_AIM OF THE TASK_. Look below for the line that contains "Task: point: the sea water", then quote it and all the lines after it, exactly, with the pictures left out.

(Pointing records)
======

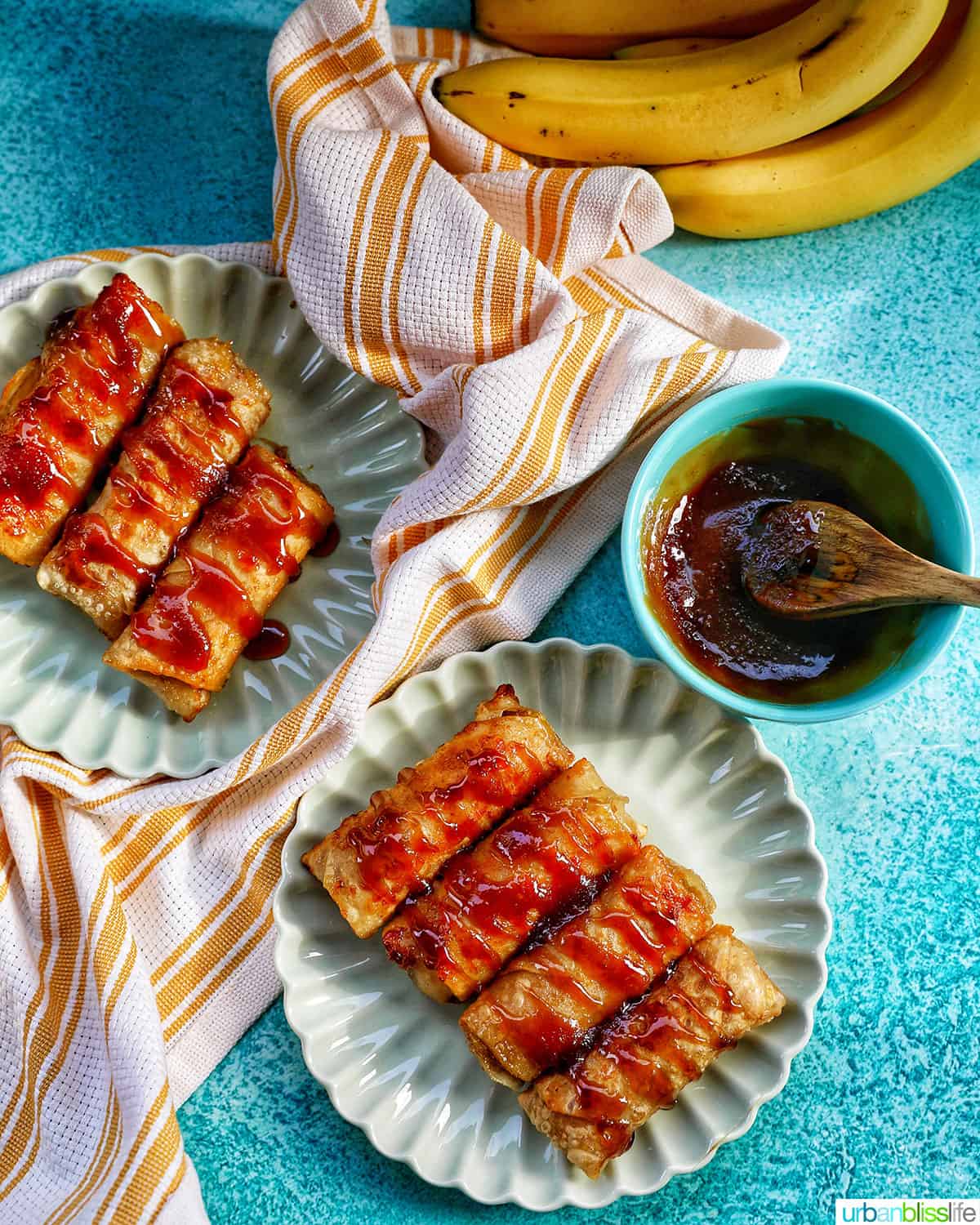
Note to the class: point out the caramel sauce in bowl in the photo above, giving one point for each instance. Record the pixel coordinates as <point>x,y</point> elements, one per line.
<point>693,519</point>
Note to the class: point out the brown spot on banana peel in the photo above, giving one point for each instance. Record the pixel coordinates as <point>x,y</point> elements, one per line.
<point>826,42</point>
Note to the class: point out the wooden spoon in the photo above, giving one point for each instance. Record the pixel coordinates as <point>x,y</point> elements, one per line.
<point>815,560</point>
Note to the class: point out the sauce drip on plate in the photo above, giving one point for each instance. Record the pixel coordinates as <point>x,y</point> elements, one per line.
<point>271,641</point>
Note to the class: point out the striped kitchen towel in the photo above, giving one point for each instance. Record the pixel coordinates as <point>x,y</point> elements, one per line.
<point>510,308</point>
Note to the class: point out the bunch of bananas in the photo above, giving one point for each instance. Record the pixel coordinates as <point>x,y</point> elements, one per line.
<point>757,117</point>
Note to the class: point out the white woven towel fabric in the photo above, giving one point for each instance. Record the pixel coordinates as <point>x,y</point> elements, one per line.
<point>509,305</point>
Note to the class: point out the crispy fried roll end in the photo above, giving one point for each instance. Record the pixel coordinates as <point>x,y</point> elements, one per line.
<point>61,414</point>
<point>538,1009</point>
<point>492,898</point>
<point>211,599</point>
<point>391,849</point>
<point>198,424</point>
<point>642,1058</point>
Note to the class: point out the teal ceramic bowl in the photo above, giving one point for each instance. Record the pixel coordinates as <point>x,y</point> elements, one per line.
<point>869,418</point>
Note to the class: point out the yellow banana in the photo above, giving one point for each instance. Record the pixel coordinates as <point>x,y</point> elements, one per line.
<point>936,49</point>
<point>663,47</point>
<point>599,27</point>
<point>867,163</point>
<point>752,95</point>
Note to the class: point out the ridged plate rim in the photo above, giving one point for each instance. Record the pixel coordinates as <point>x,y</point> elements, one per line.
<point>206,276</point>
<point>289,933</point>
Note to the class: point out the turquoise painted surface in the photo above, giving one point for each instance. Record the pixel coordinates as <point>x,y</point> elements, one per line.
<point>146,122</point>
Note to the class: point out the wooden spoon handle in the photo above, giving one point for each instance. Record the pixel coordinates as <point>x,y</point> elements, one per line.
<point>942,586</point>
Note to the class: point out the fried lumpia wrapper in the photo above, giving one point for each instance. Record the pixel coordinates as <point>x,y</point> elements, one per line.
<point>376,858</point>
<point>211,599</point>
<point>642,1060</point>
<point>64,412</point>
<point>541,1007</point>
<point>198,421</point>
<point>490,898</point>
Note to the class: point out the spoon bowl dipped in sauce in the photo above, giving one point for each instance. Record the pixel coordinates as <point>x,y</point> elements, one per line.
<point>698,507</point>
<point>813,560</point>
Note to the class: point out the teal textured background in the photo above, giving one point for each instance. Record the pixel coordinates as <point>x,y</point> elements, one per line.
<point>146,122</point>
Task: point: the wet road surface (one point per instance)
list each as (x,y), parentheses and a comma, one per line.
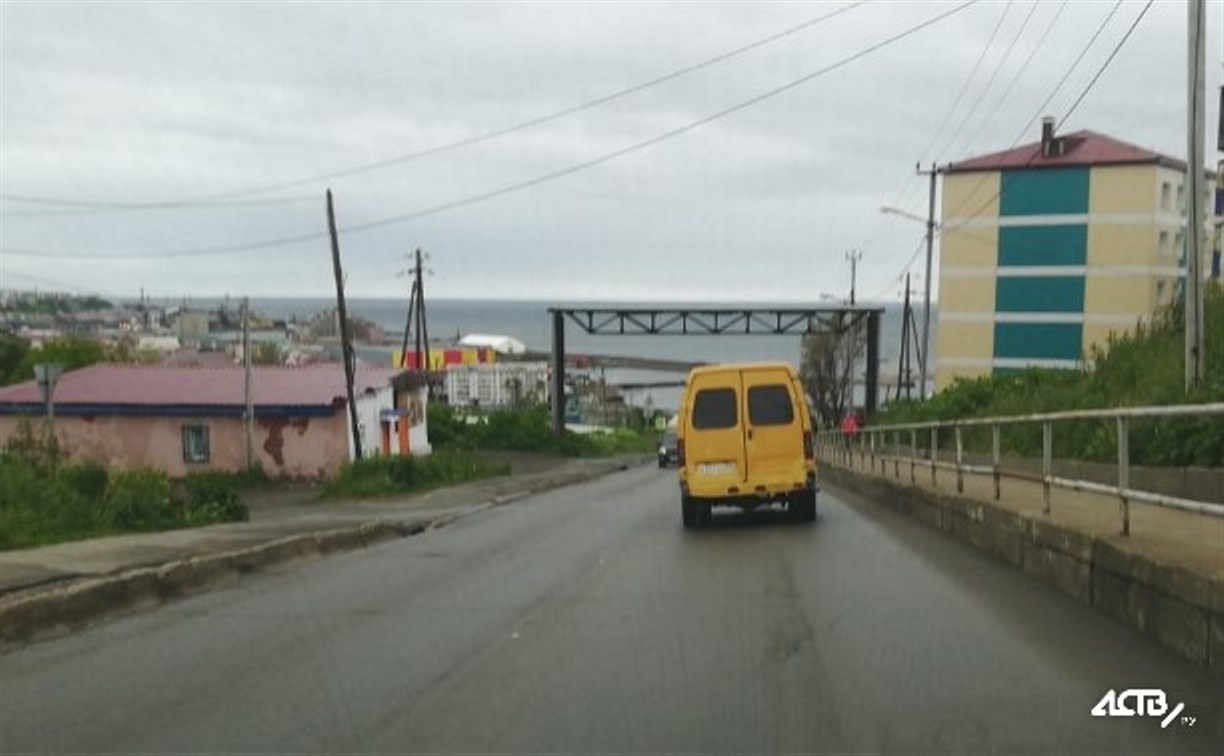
(586,619)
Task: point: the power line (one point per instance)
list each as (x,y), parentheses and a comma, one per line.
(994,74)
(529,182)
(74,207)
(902,193)
(1049,98)
(474,140)
(1020,74)
(1078,99)
(1108,60)
(965,87)
(1023,131)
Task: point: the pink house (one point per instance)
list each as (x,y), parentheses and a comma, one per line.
(190,418)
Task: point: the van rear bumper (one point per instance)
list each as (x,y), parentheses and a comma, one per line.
(739,496)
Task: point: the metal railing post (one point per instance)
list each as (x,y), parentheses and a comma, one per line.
(934,450)
(913,454)
(994,455)
(1047,461)
(960,461)
(1124,472)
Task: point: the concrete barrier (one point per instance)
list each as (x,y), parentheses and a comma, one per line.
(1179,608)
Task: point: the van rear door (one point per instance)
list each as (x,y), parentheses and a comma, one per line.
(715,447)
(772,427)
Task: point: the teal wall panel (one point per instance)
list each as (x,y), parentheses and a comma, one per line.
(1038,340)
(1043,191)
(1055,245)
(1039,294)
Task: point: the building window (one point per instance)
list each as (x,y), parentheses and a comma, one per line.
(195,443)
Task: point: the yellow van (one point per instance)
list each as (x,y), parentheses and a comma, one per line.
(746,440)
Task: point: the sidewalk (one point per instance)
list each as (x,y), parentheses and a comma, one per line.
(1165,536)
(1164,580)
(69,584)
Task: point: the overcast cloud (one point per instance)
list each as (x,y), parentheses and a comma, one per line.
(157,102)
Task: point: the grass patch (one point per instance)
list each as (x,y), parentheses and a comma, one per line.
(44,499)
(529,429)
(382,476)
(1143,367)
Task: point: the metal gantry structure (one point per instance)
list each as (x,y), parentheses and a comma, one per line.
(709,322)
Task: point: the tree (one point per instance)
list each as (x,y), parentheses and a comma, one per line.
(828,370)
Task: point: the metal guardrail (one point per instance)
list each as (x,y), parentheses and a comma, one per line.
(867,440)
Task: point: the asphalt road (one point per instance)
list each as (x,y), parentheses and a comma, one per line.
(586,619)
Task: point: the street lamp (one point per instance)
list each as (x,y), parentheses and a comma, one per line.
(47,374)
(932,226)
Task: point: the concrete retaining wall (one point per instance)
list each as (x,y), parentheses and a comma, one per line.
(1196,483)
(1175,607)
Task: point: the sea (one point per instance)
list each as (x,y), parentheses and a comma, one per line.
(530,323)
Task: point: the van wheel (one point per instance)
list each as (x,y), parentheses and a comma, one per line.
(688,511)
(803,505)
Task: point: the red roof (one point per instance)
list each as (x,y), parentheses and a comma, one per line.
(160,385)
(1080,148)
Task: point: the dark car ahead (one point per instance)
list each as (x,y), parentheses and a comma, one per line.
(668,452)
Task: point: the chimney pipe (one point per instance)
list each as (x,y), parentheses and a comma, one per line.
(1048,136)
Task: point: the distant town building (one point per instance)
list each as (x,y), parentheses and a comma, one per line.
(444,357)
(497,384)
(1050,247)
(191,326)
(184,420)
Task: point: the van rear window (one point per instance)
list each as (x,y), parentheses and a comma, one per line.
(714,409)
(770,405)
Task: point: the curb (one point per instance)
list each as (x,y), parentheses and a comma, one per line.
(1178,609)
(55,609)
(64,608)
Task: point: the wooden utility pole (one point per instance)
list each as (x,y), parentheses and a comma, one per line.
(1196,118)
(345,345)
(421,326)
(853,256)
(905,378)
(408,324)
(247,399)
(924,355)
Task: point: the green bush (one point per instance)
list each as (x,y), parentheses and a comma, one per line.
(211,497)
(528,429)
(88,478)
(140,500)
(1145,367)
(395,475)
(48,503)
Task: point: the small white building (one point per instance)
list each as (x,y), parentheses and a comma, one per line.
(502,345)
(497,384)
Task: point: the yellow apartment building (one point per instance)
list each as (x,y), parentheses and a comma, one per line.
(1050,247)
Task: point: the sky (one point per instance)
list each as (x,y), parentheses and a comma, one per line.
(108,105)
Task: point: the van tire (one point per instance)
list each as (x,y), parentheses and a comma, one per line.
(688,511)
(803,505)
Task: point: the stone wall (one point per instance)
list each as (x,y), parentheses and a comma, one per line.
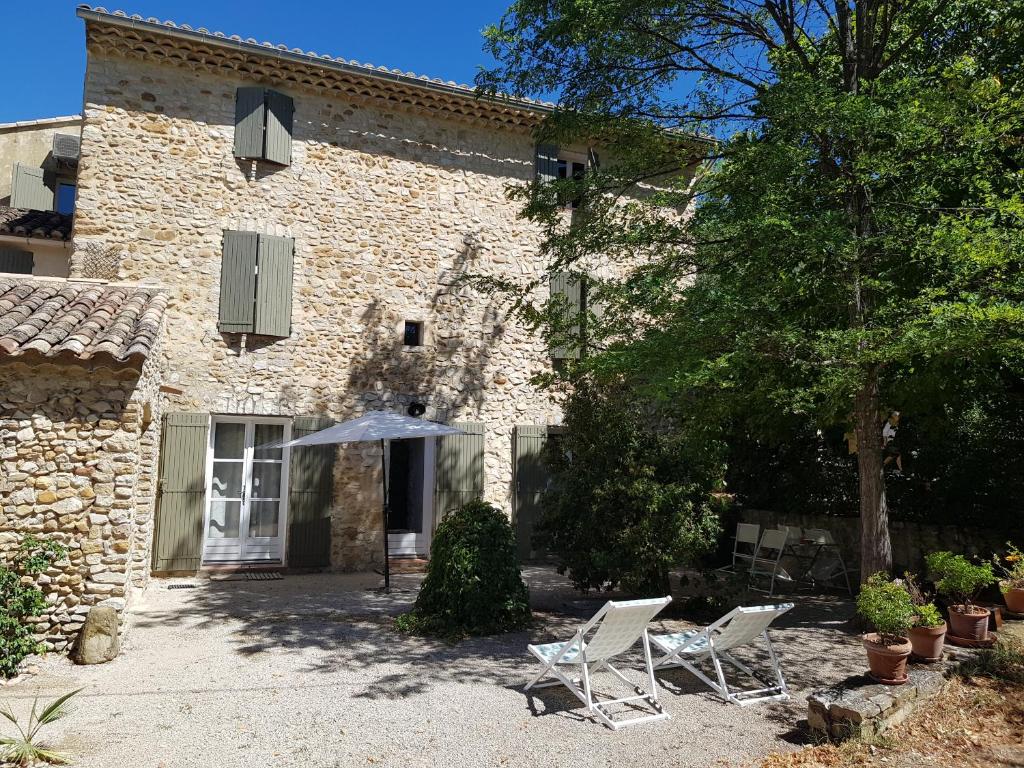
(388,210)
(910,541)
(76,458)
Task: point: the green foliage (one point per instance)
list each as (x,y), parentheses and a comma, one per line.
(22,599)
(886,604)
(473,585)
(1011,568)
(27,749)
(630,499)
(1004,662)
(855,245)
(956,578)
(928,615)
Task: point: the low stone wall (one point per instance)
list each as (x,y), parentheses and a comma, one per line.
(77,457)
(910,541)
(863,709)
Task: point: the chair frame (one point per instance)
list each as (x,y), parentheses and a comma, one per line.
(674,658)
(736,541)
(589,667)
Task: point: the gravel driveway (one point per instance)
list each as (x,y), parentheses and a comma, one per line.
(307,672)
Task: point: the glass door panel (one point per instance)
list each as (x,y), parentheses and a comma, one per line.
(245,493)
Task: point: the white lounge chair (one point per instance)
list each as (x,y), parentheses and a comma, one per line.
(738,627)
(616,628)
(747,537)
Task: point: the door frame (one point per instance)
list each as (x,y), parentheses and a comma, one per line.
(285,485)
(419,543)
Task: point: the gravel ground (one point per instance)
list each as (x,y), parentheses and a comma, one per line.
(307,672)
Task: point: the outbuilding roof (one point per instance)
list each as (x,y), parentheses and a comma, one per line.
(42,224)
(67,321)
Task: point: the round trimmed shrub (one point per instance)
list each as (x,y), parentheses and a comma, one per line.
(473,585)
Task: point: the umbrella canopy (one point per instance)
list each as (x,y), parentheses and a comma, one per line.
(379,425)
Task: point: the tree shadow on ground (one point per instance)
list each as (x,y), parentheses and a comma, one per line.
(335,628)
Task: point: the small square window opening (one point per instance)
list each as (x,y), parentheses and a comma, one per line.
(414,334)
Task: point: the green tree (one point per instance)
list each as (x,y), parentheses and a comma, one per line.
(856,233)
(631,497)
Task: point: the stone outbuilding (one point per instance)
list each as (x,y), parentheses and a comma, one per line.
(79,424)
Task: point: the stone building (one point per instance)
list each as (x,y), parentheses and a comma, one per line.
(267,241)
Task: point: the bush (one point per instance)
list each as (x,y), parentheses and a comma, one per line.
(20,599)
(887,606)
(1011,574)
(956,578)
(928,615)
(473,585)
(631,494)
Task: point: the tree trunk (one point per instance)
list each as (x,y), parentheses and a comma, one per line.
(876,549)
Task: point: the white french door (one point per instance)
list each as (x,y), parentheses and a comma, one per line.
(247,496)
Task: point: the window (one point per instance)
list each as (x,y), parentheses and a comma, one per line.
(13,260)
(263,121)
(414,334)
(66,197)
(256,284)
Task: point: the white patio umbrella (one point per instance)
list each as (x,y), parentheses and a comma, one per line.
(378,425)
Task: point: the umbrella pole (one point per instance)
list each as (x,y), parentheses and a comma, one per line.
(387,553)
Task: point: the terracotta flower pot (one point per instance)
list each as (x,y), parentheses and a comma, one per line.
(927,641)
(1015,599)
(972,626)
(887,664)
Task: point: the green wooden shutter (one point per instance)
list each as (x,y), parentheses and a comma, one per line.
(12,260)
(177,541)
(530,477)
(310,491)
(273,286)
(547,162)
(250,119)
(280,114)
(562,284)
(459,475)
(238,282)
(32,187)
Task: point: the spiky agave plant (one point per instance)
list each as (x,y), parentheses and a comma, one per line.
(26,748)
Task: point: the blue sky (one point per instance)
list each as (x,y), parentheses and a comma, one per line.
(43,42)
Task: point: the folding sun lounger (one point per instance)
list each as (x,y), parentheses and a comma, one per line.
(616,628)
(738,627)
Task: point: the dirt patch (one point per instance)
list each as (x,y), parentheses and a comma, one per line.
(972,724)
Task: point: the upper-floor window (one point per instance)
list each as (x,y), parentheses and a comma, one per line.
(256,284)
(65,199)
(554,164)
(263,121)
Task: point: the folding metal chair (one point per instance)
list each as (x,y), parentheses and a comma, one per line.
(738,627)
(616,628)
(828,564)
(747,537)
(767,561)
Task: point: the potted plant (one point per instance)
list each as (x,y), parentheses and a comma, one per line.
(886,605)
(1012,583)
(928,632)
(961,581)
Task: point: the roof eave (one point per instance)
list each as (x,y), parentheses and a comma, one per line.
(89,14)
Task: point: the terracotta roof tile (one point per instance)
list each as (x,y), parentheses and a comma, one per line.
(26,223)
(79,321)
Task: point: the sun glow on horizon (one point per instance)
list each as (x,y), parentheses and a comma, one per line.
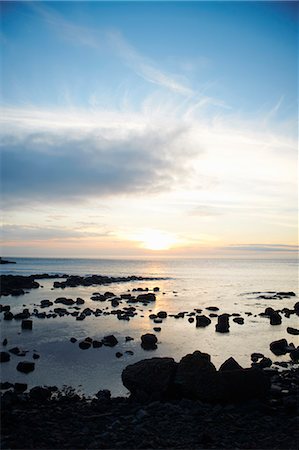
(157,240)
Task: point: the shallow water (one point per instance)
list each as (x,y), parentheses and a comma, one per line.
(198,283)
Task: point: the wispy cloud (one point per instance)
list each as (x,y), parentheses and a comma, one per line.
(144,67)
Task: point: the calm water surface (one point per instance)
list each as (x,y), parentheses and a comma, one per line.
(192,283)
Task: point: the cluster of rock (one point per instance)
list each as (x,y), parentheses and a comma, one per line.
(16,284)
(194,377)
(6,261)
(76,280)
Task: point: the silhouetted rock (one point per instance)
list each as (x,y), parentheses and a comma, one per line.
(27,324)
(239,320)
(40,394)
(149,379)
(275,318)
(279,347)
(15,284)
(222,325)
(4,357)
(293,331)
(110,341)
(85,345)
(146,298)
(149,341)
(20,387)
(230,364)
(193,372)
(294,354)
(65,301)
(25,366)
(202,321)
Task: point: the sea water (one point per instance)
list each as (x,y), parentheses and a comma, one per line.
(188,284)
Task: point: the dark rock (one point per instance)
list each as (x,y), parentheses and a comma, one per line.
(84,345)
(45,303)
(286,294)
(25,366)
(275,318)
(149,379)
(149,341)
(256,356)
(193,374)
(158,320)
(65,301)
(110,341)
(239,320)
(230,364)
(202,321)
(146,298)
(293,331)
(27,324)
(103,395)
(16,284)
(4,357)
(15,350)
(263,363)
(8,315)
(129,352)
(279,347)
(20,387)
(223,324)
(40,394)
(4,308)
(152,316)
(294,354)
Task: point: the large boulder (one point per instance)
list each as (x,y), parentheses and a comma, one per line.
(279,347)
(26,366)
(230,364)
(195,373)
(146,298)
(150,379)
(222,325)
(202,321)
(149,341)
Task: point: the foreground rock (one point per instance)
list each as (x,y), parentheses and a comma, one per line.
(196,378)
(46,418)
(149,379)
(74,280)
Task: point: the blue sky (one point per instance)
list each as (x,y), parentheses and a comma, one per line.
(189,107)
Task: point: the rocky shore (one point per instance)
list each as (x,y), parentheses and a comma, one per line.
(186,404)
(45,418)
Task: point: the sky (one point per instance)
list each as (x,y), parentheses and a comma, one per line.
(141,129)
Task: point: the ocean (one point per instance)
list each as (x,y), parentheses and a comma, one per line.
(189,284)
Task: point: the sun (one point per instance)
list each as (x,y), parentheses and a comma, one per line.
(157,240)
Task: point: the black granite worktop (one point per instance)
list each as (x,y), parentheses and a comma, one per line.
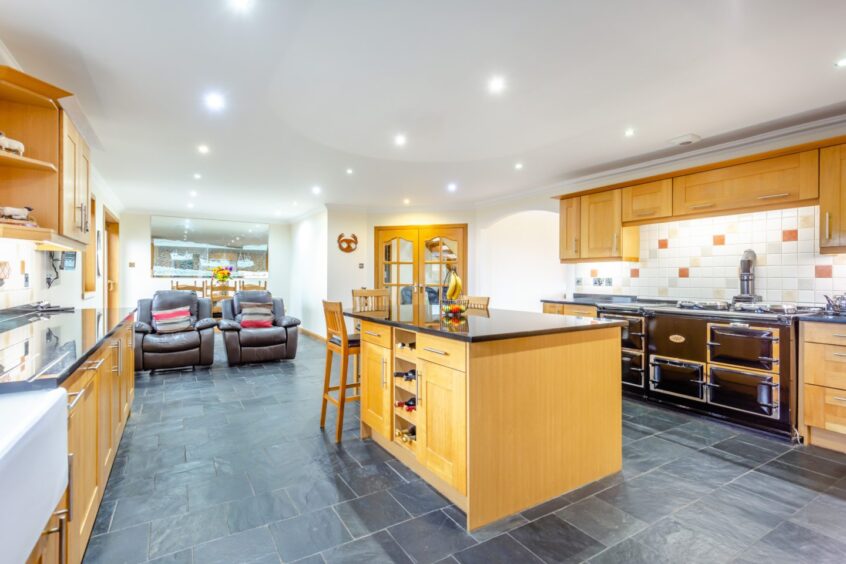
(496,324)
(40,350)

======

_WORKED SOLUTION_.
Task: point: the sea water (one point per instance)
list each as (x,y), parentheses and a comma, one per line.
(188,284)
Task: point: the dark rock (one point per instance)
list each as (x,y), parentheses and a comma, one per line.
(84,345)
(45,303)
(286,294)
(25,366)
(275,318)
(149,379)
(149,341)
(256,356)
(193,374)
(158,320)
(65,301)
(110,341)
(239,320)
(230,364)
(202,321)
(146,298)
(293,331)
(27,324)
(103,395)
(16,284)
(4,357)
(15,350)
(263,363)
(8,315)
(129,352)
(279,347)
(20,387)
(223,324)
(40,394)
(4,308)
(152,316)
(294,354)
Task: point: the large boulder (one point per instance)
list each as (x,y), parentheses and a comma, one per line.
(279,347)
(26,366)
(230,364)
(195,373)
(146,298)
(150,379)
(222,325)
(202,321)
(149,341)
Task: point: the foreground rock (one point per instance)
list each as (x,y), parentheses and a comma, one per line.
(196,378)
(46,418)
(149,379)
(74,280)
Task: point: the blue sky (one point per instance)
list each as (x,y), parentheses and a comma, one per line.
(189,107)
Task: point: the rocky shore (one point per instance)
list each as (x,y), parentheses and a comma, one per line.
(186,404)
(45,418)
Task: point: the sky (one point per instance)
list each as (x,y), parentheses and a comma, one per line.
(141,129)
Task: point: the ocean (one point per instance)
list each as (x,y), parentheses and a comma, one per line.
(189,284)
Task: point: the sun (one point per instance)
list each as (x,y), parentheses and a comma, one per line.
(157,240)
Task: point: the black granite worktop (one point per instance)
list each as (x,y), parentheses and a comma, one per line.
(496,324)
(40,350)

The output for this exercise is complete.